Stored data
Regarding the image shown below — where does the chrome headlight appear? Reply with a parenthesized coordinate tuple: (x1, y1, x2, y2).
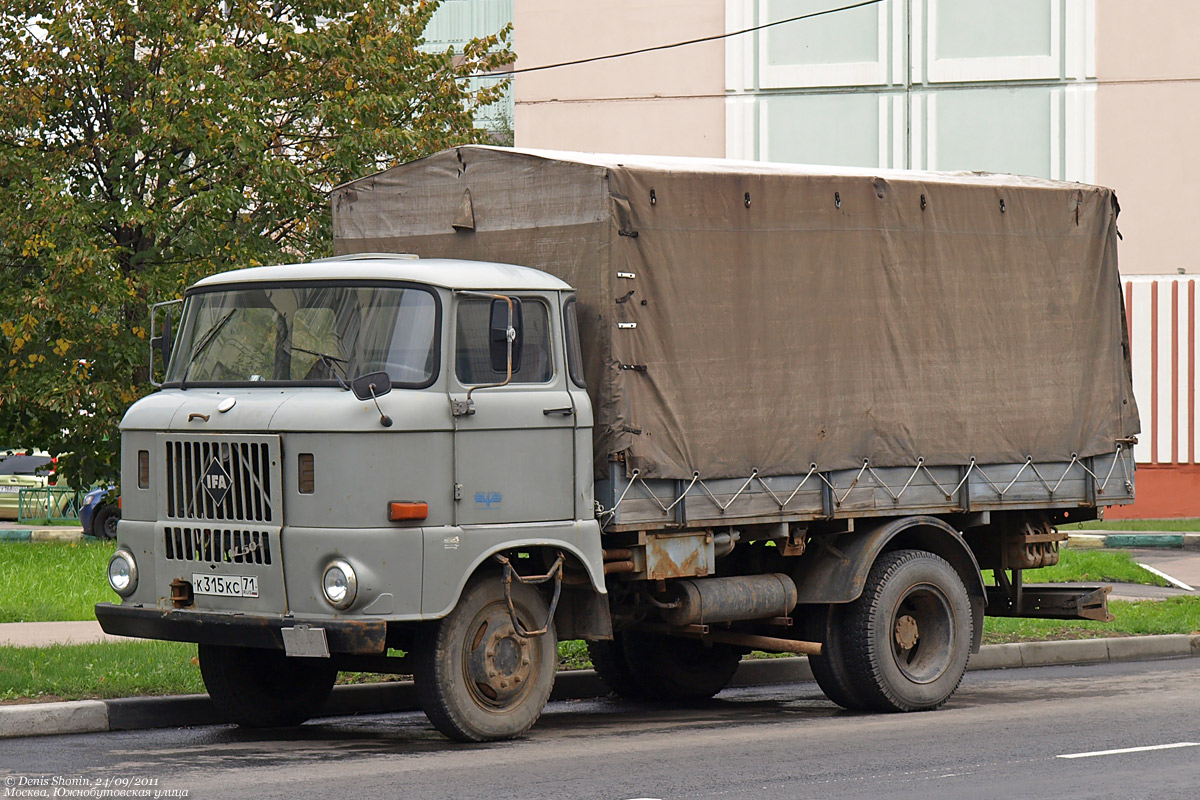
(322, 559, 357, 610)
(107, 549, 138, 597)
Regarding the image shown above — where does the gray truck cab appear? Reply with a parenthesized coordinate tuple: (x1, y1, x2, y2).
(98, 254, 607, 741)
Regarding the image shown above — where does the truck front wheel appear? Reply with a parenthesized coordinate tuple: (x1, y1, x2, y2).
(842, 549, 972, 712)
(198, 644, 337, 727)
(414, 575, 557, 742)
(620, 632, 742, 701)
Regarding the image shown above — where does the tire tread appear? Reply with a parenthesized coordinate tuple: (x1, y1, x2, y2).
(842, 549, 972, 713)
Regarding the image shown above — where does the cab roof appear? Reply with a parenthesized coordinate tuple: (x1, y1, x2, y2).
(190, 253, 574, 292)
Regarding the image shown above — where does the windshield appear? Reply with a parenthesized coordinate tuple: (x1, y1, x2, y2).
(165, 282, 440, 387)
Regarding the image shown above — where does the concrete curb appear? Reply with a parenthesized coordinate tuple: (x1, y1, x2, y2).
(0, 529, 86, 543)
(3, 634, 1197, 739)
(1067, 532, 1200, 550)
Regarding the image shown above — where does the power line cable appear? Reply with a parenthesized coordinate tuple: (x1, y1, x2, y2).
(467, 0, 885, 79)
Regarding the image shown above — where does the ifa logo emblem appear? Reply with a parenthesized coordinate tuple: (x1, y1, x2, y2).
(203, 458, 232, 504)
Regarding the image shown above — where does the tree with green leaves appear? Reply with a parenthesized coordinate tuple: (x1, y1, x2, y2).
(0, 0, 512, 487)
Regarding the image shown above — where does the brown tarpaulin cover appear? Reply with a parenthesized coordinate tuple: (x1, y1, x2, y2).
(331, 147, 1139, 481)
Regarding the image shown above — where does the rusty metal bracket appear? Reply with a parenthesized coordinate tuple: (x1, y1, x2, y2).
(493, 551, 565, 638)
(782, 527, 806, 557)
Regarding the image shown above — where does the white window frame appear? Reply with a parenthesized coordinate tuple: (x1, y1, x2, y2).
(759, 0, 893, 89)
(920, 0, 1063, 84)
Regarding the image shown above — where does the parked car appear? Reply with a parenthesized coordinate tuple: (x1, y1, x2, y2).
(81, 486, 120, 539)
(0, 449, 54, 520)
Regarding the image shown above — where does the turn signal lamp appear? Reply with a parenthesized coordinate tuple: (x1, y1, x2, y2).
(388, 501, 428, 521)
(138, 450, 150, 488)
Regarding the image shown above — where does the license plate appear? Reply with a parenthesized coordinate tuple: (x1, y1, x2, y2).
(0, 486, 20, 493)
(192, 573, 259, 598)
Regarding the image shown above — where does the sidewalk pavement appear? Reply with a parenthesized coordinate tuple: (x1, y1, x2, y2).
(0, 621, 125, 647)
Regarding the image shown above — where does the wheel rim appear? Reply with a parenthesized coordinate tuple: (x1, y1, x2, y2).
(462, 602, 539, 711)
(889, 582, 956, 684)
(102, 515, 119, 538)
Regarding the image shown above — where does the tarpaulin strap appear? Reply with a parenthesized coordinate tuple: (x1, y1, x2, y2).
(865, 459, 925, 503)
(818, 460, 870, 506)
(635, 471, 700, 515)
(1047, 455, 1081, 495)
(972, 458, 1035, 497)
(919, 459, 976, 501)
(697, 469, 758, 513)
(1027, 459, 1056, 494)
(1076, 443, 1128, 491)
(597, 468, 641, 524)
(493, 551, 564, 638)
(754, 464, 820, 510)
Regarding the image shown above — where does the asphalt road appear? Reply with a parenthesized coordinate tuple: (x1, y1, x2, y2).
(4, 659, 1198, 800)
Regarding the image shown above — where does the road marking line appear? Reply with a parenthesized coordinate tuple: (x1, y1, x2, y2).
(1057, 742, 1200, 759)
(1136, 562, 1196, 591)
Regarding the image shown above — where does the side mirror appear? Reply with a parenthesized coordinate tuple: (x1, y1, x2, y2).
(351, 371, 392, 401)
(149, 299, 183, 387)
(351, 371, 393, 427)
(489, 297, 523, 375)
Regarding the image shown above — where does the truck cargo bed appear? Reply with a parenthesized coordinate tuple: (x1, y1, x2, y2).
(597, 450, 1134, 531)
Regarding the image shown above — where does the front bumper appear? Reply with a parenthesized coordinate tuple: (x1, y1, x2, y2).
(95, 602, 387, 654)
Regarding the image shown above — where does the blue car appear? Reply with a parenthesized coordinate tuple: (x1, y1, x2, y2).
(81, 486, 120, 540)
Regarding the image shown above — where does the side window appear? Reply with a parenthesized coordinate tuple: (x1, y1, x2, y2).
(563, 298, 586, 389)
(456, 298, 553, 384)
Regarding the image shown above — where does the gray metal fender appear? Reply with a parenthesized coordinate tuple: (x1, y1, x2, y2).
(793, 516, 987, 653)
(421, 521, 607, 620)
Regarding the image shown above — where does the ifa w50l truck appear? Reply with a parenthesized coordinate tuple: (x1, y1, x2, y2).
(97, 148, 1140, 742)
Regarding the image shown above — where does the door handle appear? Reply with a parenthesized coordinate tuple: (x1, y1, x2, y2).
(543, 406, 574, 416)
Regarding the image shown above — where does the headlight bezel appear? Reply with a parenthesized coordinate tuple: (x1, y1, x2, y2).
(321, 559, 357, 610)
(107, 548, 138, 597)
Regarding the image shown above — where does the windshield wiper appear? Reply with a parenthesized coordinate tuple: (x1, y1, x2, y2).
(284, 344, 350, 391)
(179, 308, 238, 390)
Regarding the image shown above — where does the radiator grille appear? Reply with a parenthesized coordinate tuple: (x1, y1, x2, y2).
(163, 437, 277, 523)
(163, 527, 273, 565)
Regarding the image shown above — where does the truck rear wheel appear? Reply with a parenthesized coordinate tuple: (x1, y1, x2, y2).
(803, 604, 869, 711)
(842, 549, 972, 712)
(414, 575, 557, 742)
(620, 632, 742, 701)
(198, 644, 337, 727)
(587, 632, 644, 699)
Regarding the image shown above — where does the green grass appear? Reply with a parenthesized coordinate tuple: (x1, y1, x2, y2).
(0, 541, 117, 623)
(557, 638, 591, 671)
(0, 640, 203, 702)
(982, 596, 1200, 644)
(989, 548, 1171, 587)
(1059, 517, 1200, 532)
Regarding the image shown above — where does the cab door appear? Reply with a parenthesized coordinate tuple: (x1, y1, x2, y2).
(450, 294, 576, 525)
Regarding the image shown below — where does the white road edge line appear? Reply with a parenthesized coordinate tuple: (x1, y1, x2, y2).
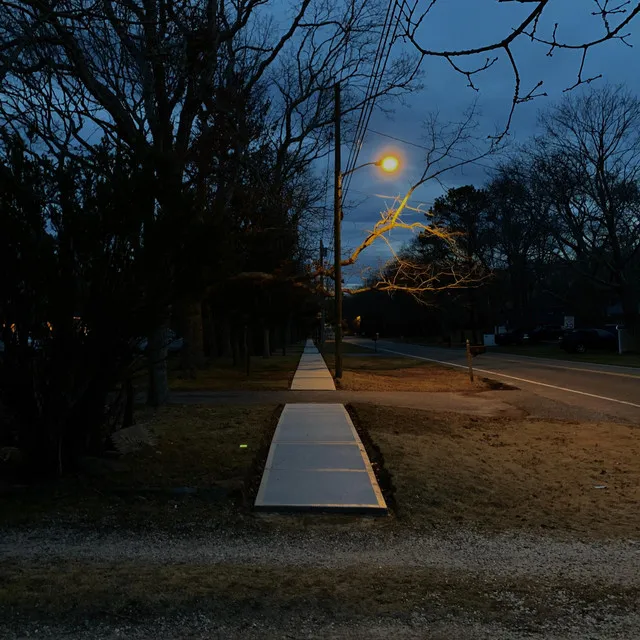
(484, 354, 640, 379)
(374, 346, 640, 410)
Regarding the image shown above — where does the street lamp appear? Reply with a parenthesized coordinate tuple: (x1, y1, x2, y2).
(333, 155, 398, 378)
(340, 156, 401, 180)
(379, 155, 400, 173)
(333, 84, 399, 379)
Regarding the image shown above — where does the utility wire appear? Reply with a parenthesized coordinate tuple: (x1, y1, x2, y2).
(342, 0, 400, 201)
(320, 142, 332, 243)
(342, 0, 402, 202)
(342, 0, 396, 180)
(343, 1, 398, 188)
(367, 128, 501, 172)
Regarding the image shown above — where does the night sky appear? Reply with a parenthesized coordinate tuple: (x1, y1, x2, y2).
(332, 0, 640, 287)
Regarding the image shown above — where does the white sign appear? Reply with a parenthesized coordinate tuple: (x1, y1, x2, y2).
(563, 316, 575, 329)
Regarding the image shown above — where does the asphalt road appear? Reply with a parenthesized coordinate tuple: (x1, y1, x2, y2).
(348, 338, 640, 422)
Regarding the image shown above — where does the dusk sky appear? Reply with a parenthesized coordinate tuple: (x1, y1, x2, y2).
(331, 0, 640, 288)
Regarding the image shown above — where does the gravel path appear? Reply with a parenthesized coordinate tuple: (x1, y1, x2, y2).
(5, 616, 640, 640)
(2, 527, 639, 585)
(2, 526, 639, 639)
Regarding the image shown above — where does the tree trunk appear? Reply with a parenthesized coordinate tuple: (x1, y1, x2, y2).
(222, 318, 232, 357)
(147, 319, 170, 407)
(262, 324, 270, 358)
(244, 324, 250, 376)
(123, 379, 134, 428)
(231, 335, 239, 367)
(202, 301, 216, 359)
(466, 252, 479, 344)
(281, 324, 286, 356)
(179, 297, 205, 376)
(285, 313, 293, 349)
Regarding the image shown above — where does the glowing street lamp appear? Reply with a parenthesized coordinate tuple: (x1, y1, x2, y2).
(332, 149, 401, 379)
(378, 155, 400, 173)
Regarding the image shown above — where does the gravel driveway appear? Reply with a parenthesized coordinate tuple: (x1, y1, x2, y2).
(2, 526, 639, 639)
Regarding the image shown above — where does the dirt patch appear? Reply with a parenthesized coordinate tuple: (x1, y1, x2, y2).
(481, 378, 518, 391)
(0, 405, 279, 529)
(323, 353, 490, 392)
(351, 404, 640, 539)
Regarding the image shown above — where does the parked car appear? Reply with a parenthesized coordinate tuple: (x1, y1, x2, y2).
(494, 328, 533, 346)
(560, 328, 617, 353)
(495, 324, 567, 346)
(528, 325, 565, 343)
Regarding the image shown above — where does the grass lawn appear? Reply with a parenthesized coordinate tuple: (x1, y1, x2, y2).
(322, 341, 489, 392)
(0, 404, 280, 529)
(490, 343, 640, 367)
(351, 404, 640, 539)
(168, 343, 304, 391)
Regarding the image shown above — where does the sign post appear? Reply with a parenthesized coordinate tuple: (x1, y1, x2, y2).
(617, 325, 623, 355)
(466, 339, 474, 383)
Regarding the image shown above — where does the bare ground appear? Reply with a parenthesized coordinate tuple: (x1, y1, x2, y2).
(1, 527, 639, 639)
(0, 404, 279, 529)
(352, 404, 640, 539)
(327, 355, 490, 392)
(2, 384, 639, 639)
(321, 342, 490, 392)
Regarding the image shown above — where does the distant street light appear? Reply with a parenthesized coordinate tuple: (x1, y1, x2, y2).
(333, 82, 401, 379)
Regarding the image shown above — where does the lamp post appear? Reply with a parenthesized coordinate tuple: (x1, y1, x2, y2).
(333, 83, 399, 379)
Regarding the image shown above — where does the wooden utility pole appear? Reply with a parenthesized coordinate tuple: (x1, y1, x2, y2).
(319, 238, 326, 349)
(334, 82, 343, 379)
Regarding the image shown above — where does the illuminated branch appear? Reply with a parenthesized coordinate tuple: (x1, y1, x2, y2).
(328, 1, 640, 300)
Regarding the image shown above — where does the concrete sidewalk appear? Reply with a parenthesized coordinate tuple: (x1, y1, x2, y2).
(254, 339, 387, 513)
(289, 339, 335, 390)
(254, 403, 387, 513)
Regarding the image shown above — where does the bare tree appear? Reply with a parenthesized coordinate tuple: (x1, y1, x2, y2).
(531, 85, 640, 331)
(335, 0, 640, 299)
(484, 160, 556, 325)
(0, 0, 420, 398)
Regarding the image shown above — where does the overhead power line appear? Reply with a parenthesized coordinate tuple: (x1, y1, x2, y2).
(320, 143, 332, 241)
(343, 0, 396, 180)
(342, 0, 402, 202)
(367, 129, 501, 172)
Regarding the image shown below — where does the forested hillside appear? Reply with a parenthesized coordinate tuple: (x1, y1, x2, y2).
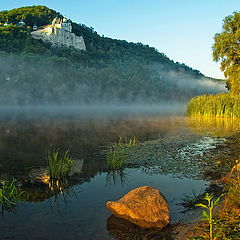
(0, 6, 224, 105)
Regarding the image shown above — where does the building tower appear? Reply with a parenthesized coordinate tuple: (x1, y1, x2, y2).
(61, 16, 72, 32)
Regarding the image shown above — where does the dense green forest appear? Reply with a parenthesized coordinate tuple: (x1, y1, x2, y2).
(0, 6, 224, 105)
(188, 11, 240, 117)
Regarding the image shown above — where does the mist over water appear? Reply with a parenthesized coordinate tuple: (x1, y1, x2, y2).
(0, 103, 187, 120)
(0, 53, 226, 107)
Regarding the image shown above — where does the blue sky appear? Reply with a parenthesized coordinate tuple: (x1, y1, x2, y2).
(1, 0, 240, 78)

Description of the task:
Repeat exactly the lines from the one holding "Regarding the image shown above — where does the illuminated" through the last line of the entries, both included; the pictures do not belong in the copy.

Output for this exercise:
Regarding the image shown above — where does the illuminated branch appear? Reply with a parenthesized coordinate tuple: (x1, y1, x2, y2).
(328, 1, 640, 300)
Regarding the image shown above — where does the concrete sidewalk appear? Reply with a parenthesized coordinate tuple: (x1, y1, x2, y2).
(254, 339, 387, 513)
(289, 339, 335, 390)
(254, 403, 387, 513)
Regarding the image shown above — where does the bare tree appear? Reply with a parenthesized coordinate tuple: (x1, y1, x2, y2).
(531, 85, 640, 331)
(335, 0, 640, 299)
(484, 160, 556, 325)
(0, 0, 420, 398)
Regarding the image shown above — where does the overhead power line appear? Reply with a parenthesized coordinate tuple: (x1, y1, x2, y2).
(320, 143, 332, 241)
(343, 0, 396, 180)
(342, 0, 402, 202)
(367, 129, 501, 172)
Regarding the image shown below — where does the forested hillside appear? Reply with a parenthesized coordinate tuple: (x1, y1, x2, y2).
(0, 6, 224, 105)
Regarding the image shown above — where does the building tower appear? Reply with a parenthesized coordinate tuple: (x1, y1, x2, y2).
(61, 16, 72, 32)
Regarding the image shown above — where does the dense green forest appear? Reply with a parenthesized coordinate tuple: (x1, y1, x2, y2).
(0, 6, 224, 105)
(188, 11, 240, 117)
Regarding the image shown above — where does the mist over water appear? Reply with a parenthesized coordinate tuple: (x1, y1, x2, y2).
(0, 103, 187, 120)
(0, 53, 226, 107)
Regarding the image shown above — where does the blue sky appear? Reply with a parenthesized coordinate tuple: (x1, y1, x2, y2).
(1, 0, 240, 78)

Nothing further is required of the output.